(Entries from an annotation dataset)
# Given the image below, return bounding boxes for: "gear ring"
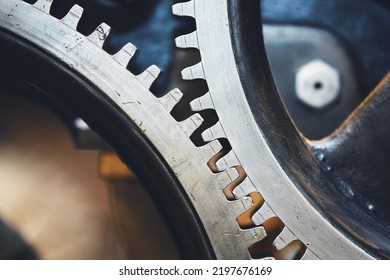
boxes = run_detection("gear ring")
[173,0,388,259]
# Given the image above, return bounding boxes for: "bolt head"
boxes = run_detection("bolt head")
[295,59,341,109]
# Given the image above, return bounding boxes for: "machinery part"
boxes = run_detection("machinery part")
[262,25,364,140]
[0,0,388,259]
[295,59,341,110]
[0,0,278,259]
[312,73,390,227]
[173,0,389,259]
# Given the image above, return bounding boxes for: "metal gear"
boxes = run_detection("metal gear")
[0,0,280,259]
[0,0,388,259]
[173,0,387,259]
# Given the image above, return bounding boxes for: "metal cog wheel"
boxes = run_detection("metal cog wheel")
[0,0,286,259]
[0,0,389,259]
[173,0,388,259]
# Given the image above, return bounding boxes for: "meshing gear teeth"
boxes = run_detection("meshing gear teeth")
[61,5,84,30]
[0,0,278,259]
[173,1,310,258]
[87,22,111,48]
[113,43,137,68]
[172,0,371,259]
[33,0,53,14]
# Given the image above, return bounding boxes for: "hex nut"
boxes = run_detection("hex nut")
[295,59,341,109]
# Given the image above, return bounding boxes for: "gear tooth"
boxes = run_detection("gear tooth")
[198,140,223,162]
[33,0,53,14]
[179,113,204,137]
[190,92,214,112]
[61,4,84,30]
[252,202,276,226]
[181,62,206,80]
[137,65,161,89]
[216,150,240,171]
[112,43,137,68]
[237,192,264,229]
[302,250,320,260]
[273,227,297,250]
[214,168,239,190]
[172,1,195,18]
[88,22,111,48]
[201,122,226,142]
[175,31,199,49]
[233,178,257,199]
[159,88,183,112]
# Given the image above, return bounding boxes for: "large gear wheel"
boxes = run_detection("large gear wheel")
[173,0,388,259]
[0,0,282,259]
[0,0,388,259]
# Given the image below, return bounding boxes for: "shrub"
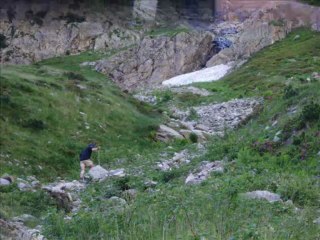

* [Do this]
Copy out every line of the items above that contains the word "bolt", matching case.

* [Solution for this exercise]
# Given the image above, return bounding boxes for: "bolt head"
boxes = run_detection("bolt head")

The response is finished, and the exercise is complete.